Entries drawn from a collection
^^^^

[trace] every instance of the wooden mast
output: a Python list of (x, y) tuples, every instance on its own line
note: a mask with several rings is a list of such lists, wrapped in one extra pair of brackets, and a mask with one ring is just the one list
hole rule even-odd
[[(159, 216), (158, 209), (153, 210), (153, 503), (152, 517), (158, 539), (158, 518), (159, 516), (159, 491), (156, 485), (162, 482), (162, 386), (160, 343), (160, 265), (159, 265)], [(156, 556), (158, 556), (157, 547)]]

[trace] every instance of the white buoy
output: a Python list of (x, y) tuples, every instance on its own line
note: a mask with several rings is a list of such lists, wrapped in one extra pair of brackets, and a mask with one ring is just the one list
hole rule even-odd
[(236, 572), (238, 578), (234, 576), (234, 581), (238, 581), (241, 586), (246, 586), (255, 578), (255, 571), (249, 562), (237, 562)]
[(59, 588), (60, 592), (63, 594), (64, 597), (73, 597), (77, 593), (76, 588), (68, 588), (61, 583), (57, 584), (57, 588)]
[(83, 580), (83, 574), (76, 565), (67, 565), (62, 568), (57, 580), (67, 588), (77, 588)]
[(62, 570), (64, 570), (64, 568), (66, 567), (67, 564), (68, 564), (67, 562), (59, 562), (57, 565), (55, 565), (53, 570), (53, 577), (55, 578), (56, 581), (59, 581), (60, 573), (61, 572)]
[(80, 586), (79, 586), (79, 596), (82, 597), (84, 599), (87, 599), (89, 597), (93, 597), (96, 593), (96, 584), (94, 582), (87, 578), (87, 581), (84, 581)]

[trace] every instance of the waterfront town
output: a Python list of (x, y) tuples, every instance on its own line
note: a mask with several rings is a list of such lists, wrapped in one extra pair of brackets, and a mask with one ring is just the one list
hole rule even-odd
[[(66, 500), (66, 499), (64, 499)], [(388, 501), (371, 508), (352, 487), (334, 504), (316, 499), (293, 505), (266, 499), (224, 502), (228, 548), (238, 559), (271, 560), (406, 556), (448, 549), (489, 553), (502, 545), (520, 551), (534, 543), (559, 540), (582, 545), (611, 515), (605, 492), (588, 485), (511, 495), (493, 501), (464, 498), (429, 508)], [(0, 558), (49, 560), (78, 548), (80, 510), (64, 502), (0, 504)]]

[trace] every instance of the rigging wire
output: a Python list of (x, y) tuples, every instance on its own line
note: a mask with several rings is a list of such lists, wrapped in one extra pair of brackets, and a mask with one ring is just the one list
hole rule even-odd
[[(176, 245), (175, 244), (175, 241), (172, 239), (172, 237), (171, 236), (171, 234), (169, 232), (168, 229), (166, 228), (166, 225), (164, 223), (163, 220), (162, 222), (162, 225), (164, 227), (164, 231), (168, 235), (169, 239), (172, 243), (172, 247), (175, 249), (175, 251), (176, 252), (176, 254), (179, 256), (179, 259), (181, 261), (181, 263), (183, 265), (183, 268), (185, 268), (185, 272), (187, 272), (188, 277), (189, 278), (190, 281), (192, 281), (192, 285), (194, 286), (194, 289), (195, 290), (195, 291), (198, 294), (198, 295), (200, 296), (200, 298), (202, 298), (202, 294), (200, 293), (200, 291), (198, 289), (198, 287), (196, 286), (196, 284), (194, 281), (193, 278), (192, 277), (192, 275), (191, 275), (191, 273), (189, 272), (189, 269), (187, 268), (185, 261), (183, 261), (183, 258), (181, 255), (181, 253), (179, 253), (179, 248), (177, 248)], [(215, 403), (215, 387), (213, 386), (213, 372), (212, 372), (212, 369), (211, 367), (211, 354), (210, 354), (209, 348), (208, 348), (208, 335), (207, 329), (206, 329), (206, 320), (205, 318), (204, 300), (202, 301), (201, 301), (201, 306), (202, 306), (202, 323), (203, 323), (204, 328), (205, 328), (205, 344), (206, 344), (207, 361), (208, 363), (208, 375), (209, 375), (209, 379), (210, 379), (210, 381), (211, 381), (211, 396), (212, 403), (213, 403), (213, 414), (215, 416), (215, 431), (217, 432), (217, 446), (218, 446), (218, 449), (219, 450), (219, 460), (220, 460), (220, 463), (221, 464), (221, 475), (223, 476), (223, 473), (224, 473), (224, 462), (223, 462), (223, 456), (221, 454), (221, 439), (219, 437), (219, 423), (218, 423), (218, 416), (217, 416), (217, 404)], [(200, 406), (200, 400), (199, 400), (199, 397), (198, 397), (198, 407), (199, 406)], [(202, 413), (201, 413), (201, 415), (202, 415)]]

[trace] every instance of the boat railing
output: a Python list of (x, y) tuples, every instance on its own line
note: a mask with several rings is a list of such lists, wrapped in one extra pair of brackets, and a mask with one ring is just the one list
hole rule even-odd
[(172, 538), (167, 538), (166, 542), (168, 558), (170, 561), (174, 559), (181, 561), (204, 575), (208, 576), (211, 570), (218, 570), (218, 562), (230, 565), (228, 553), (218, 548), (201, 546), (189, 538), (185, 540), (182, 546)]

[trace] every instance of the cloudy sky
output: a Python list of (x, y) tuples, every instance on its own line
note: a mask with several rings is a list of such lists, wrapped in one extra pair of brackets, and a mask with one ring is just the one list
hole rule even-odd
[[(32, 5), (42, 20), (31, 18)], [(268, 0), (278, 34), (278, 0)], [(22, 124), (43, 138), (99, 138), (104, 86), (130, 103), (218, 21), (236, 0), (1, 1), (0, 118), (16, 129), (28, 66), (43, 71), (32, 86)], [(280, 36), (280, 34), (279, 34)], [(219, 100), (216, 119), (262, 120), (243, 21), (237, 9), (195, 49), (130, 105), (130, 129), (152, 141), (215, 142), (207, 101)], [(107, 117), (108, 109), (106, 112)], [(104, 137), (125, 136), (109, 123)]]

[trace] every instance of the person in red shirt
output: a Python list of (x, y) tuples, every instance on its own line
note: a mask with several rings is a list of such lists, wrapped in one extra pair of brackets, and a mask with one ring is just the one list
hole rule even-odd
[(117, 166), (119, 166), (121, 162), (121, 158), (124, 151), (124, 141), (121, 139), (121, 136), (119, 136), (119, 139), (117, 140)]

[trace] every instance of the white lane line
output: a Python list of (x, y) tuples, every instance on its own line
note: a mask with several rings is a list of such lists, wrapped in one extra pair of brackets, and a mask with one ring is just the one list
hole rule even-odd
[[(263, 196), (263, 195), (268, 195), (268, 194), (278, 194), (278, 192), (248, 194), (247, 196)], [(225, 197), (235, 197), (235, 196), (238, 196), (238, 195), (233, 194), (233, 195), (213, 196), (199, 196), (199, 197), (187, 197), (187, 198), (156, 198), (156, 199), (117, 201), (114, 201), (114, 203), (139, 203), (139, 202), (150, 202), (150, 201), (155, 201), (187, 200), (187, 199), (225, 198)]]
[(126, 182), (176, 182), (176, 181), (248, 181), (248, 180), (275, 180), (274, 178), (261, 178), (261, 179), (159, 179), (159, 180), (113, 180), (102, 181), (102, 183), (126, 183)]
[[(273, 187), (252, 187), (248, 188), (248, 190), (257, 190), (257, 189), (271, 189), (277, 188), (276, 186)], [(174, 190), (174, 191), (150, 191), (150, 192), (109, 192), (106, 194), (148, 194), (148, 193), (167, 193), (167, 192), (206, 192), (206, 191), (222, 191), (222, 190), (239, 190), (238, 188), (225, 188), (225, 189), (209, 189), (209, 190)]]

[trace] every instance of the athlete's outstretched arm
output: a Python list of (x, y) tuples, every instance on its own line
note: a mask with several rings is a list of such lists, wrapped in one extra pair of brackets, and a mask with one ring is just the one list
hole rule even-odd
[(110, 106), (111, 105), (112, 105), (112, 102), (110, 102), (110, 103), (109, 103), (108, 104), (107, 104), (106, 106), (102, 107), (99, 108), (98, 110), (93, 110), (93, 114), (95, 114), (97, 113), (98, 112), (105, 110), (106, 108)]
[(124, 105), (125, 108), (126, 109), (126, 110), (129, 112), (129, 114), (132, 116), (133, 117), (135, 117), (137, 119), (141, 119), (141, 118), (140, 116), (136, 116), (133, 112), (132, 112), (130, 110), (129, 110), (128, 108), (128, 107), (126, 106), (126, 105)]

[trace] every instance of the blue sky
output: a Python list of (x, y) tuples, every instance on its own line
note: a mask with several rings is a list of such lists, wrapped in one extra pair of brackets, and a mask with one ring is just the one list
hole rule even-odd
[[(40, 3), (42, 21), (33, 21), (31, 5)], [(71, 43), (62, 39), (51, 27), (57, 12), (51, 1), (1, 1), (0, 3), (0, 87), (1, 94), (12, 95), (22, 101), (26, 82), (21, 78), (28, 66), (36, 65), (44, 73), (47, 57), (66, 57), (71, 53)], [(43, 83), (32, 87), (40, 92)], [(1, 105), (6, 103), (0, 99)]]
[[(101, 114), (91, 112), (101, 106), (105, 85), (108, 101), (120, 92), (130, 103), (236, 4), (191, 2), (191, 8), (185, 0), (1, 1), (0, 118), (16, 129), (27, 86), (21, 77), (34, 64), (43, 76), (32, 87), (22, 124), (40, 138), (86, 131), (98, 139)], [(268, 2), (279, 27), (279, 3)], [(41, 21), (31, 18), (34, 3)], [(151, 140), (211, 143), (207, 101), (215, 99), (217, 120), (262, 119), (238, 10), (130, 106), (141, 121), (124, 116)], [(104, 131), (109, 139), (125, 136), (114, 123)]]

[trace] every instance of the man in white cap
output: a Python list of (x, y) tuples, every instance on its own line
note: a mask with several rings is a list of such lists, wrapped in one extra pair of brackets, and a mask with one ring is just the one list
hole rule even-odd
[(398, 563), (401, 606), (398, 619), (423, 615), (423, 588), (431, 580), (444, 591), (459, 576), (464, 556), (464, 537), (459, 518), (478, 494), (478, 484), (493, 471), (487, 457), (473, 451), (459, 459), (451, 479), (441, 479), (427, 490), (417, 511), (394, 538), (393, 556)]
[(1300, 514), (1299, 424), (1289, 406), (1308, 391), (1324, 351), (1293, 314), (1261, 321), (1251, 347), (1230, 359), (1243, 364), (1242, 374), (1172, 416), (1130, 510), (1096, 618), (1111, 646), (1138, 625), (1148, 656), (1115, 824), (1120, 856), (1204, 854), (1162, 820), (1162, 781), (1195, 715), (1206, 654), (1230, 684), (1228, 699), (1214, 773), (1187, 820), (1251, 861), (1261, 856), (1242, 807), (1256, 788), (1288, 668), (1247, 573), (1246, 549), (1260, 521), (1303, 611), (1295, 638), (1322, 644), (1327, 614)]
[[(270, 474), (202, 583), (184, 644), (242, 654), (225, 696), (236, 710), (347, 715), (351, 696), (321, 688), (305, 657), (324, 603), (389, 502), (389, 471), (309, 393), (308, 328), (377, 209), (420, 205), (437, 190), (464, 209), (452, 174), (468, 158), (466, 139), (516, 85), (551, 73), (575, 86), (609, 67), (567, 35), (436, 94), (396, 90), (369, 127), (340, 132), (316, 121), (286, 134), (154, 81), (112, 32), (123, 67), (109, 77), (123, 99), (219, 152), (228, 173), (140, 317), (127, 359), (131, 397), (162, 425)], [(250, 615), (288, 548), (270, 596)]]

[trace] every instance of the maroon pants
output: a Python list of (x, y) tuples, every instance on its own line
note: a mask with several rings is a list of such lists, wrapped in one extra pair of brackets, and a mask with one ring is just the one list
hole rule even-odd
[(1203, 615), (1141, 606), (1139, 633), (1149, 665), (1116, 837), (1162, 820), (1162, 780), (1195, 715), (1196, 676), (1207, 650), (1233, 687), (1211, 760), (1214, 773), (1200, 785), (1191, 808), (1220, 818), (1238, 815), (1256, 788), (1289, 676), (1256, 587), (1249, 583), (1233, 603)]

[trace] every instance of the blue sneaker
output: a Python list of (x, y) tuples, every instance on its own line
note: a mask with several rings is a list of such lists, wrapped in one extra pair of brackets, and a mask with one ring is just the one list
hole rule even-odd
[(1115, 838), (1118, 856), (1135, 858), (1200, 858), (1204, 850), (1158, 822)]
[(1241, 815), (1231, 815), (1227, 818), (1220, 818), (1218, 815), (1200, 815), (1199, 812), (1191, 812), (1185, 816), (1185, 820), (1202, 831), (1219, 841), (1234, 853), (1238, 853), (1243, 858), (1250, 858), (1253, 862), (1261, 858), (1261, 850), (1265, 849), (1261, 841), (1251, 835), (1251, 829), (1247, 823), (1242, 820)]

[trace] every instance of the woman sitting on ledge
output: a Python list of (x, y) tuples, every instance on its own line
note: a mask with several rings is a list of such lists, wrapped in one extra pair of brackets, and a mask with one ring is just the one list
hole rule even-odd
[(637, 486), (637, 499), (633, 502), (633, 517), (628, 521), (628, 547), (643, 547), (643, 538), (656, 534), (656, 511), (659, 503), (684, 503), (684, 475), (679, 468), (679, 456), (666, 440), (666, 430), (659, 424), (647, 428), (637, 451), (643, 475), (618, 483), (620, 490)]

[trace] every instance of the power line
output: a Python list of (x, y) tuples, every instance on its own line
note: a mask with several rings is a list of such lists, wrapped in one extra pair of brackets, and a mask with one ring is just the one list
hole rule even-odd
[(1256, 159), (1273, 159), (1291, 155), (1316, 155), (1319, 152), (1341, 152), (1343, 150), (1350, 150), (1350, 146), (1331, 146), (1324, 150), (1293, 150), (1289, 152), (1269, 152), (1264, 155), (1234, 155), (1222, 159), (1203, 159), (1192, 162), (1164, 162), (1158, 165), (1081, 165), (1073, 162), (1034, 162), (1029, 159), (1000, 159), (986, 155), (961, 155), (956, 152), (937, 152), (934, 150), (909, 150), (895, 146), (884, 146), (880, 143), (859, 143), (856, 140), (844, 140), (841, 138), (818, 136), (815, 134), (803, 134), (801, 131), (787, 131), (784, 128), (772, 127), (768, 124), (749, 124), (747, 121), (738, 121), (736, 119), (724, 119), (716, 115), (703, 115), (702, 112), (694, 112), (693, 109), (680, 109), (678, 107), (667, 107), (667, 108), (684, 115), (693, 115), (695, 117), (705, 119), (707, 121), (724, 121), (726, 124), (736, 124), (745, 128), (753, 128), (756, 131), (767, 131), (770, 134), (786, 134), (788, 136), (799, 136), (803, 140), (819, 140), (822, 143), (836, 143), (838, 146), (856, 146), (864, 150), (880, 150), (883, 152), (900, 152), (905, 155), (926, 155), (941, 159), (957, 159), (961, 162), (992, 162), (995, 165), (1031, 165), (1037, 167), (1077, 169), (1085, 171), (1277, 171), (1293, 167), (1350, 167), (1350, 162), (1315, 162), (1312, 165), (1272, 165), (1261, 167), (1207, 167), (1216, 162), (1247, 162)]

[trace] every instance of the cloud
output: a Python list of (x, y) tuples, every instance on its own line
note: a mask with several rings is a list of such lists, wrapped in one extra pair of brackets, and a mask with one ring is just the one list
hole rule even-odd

^^^^

→ Requirements: Reproduce the stretch of lines from the one containing "[trace] every instance of the blue sneaker" through the one containing "823), (1242, 820)]", swapping "blue sneaker" for "running shoe" and leaving everything else unchanged.

→ Solution below:
[trace] every instance of the running shoe
output: a Python list of (x, y) tuples, every instance on its own line
note: a mask with several rings is a list of such lists, wrapped in one extra pair of brackets, and a mask with one ring is just the one list
hole rule even-odd
[(1115, 838), (1118, 856), (1135, 858), (1200, 858), (1204, 850), (1158, 822)]
[(1241, 815), (1231, 815), (1227, 818), (1220, 818), (1218, 815), (1200, 815), (1199, 812), (1191, 812), (1185, 816), (1185, 820), (1202, 831), (1219, 841), (1234, 853), (1238, 853), (1243, 858), (1250, 858), (1253, 862), (1261, 858), (1261, 850), (1265, 849), (1261, 841), (1251, 835), (1251, 829), (1247, 823), (1242, 820)]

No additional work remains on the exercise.